# JOB:
Quote each line of the material verbatim, without the pictures.

● ● ● ● ● ● ●

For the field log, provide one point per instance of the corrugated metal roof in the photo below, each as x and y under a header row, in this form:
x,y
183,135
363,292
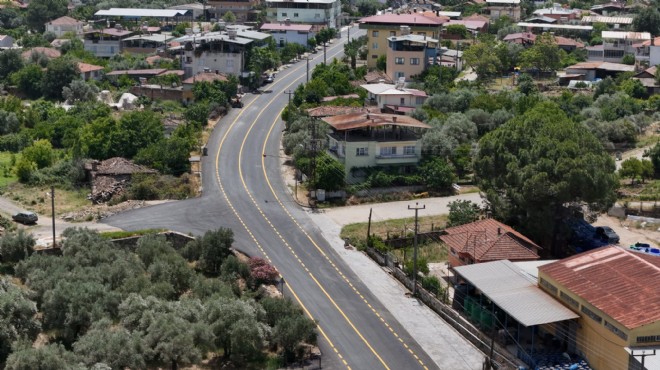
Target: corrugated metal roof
x,y
132,12
610,20
515,293
621,283
619,35
557,26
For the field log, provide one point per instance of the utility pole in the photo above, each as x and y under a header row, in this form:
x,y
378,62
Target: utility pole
x,y
416,208
52,206
289,93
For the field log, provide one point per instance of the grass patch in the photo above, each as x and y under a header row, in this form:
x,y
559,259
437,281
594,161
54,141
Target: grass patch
x,y
127,234
393,228
36,199
7,175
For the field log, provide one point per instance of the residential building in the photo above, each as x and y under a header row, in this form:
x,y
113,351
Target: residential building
x,y
221,52
145,44
616,44
65,24
648,52
317,12
380,27
6,42
287,32
408,55
242,9
363,140
107,42
615,292
394,97
487,240
89,71
499,8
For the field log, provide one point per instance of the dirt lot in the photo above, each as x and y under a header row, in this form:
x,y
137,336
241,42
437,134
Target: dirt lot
x,y
628,233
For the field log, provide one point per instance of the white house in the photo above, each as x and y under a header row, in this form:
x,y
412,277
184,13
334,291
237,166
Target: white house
x,y
287,32
6,42
394,98
318,12
65,24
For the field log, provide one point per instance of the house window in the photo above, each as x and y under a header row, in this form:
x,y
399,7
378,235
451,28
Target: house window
x,y
387,150
618,332
568,299
591,314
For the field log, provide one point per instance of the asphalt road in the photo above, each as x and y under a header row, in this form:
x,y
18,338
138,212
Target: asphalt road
x,y
244,190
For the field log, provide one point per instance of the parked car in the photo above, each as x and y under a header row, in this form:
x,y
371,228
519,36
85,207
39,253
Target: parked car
x,y
26,218
606,234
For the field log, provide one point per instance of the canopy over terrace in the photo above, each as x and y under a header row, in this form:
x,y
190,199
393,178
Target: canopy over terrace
x,y
514,292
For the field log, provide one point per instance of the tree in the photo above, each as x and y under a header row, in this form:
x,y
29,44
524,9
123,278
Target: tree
x,y
80,91
545,55
40,153
482,57
648,20
18,316
229,17
438,174
10,61
60,72
9,122
41,11
462,212
538,167
15,247
28,80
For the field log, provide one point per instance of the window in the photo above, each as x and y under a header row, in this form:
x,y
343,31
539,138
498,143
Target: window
x,y
591,314
618,332
648,339
568,299
387,150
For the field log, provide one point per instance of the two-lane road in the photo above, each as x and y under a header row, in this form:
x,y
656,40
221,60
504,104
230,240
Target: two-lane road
x,y
244,190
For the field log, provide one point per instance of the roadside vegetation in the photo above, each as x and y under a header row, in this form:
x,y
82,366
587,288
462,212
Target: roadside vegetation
x,y
104,307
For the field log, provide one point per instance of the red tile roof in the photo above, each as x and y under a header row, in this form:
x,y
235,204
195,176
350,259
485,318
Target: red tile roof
x,y
403,19
50,53
84,67
619,282
490,240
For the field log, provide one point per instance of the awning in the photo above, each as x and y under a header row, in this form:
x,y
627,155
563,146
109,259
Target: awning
x,y
515,293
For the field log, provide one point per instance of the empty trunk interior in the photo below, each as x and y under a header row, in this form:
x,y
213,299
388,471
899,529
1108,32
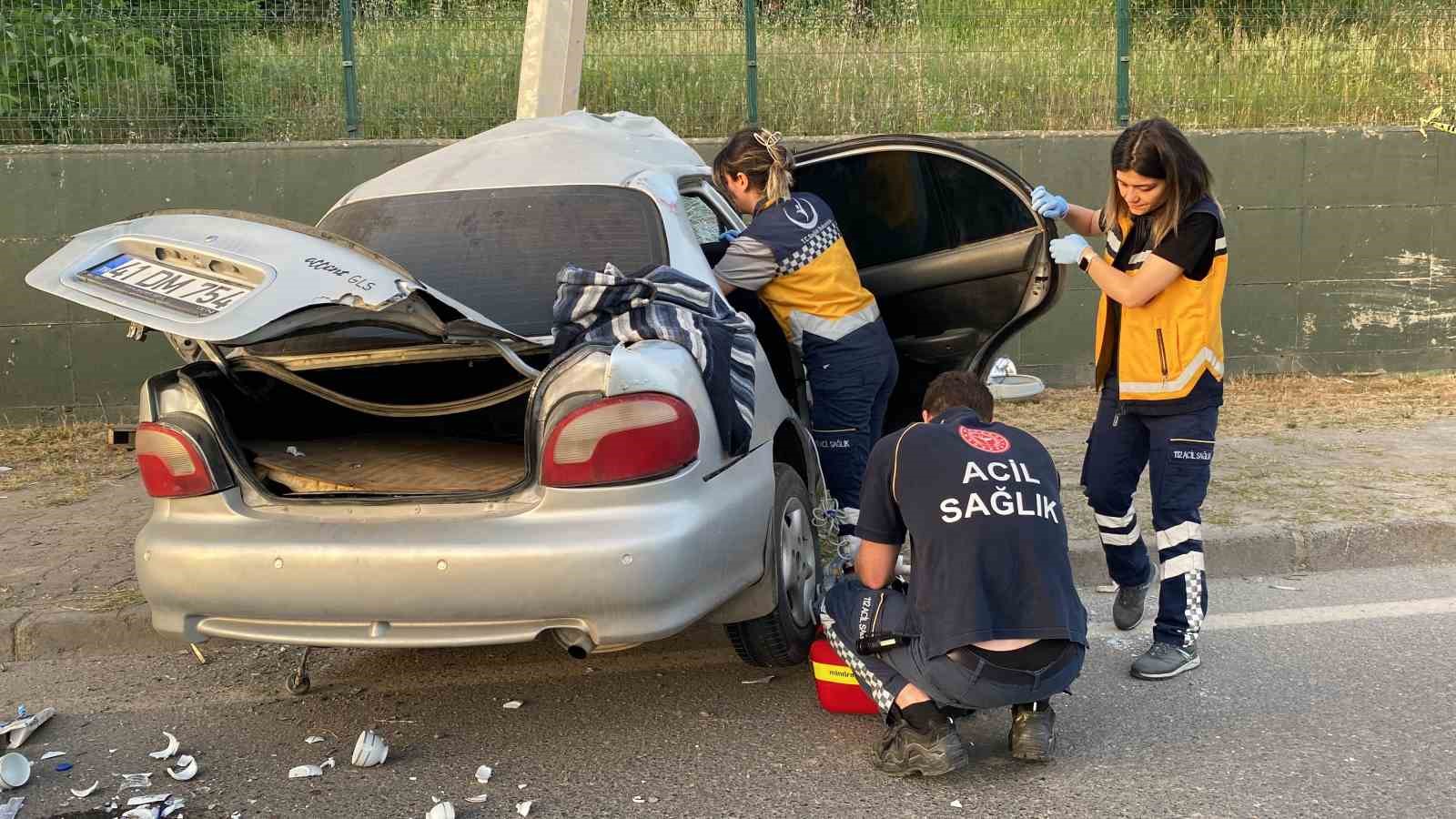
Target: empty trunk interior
x,y
298,443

● ● ● ● ● ● ●

# REPLY TO THE TASK:
For the field log, provide one point per instance of the corrugated metal roof in the photo below, each as x and y under a header row, in this form:
x,y
183,135
363,292
Target: corrugated metal roof
x,y
132,12
610,20
515,293
621,283
619,35
557,26
For the field log, provide one point per instance of the utility pole in the photo above, each as x and y under a header row, in this form:
x,y
378,62
Target: utility pole
x,y
416,208
52,206
289,93
For the field log, provide one point per instance of the grass patch in the photo above, each as x and y under a header row, in this form:
x,y
559,259
437,281
594,161
54,141
Target: grass patch
x,y
127,234
393,228
36,199
7,175
For the field log, provide one point per instance of the residential building in the photo above, each as x and y under a header row, in this form:
x,y
113,351
Target: residential building
x,y
221,52
145,44
616,44
65,24
648,52
317,12
380,27
6,42
287,32
408,55
242,9
363,140
107,42
615,292
394,97
487,240
89,71
499,8
For the field log, provide one point per instance of the dirt lot in the photo above, each as x and y under a header row, in this form:
x,y
137,336
241,42
437,134
Target: dirt lot
x,y
628,233
For the field log, provide one point per instance of the white house in the photo above, each as x and y under a header row, in this form:
x,y
412,277
184,13
334,291
237,166
Target: white house
x,y
287,32
6,42
394,98
318,12
65,24
For the field log, provide one point per instance of the house window in the photo above, each as x and y under a header row, in this form:
x,y
399,7
378,235
451,28
Target: house window
x,y
387,150
618,332
568,299
591,314
For the field log, provide one point per instance of the asphalt road in the photo above, each as x and y under a header row, in this form:
x,y
18,338
138,212
Target: asphalt road
x,y
244,190
For the field log, provide one point per instance of the parked car in the photo above, each as x and y under a header row, in this form:
x,y
371,228
519,36
85,207
39,253
Target: parked car
x,y
26,218
606,234
For the field log, provide one point per instance of the canopy over terrace in the photo above, each as x and y under a header row, in this form:
x,y
190,199
393,178
Target: canopy over terrace
x,y
514,292
For the field log, provide one point per instance of the tree in the photo above, each as x and y under a header row, in this form:
x,y
29,44
524,9
123,278
Target: tree
x,y
80,91
545,55
40,153
482,57
648,20
18,316
229,17
438,174
10,61
60,72
9,122
41,11
462,212
538,167
15,247
28,80
For the field log, provide one point per instance of the window in the photo above, each as x and y under a header row, in this form:
x,y
343,31
539,138
498,143
Target: window
x,y
591,314
618,332
648,339
568,299
387,150
For the field log, provide one point per instance of the two-lane road in the photo above, each as x and y under a header row, in this form:
x,y
656,40
221,60
504,104
230,240
Target: two-lane road
x,y
244,190
For the field log, provide one point per instance of the roadside vegetation in the photo above, each as x and y under a header row, in this form:
x,y
82,366
587,288
462,212
Target: roadside vegetation
x,y
104,307
For the field log, provide one point per instance of the red tile roof in the photo above, each as x and y under a header row, in this form:
x,y
235,204
195,176
350,259
485,318
Target: red tile roof
x,y
403,19
50,53
84,67
619,282
490,240
For the field log, provide one point per instance of the awning in the photo above, each as x and y under a header row, in this form:
x,y
627,155
563,146
109,259
Target: awning
x,y
515,293
For the field log, provide one point per instance of the empty trunk interior in the photo below, each as x and y under a header row, in this form:
x,y
213,299
388,471
899,529
1108,32
Target: empty trunk interior
x,y
298,443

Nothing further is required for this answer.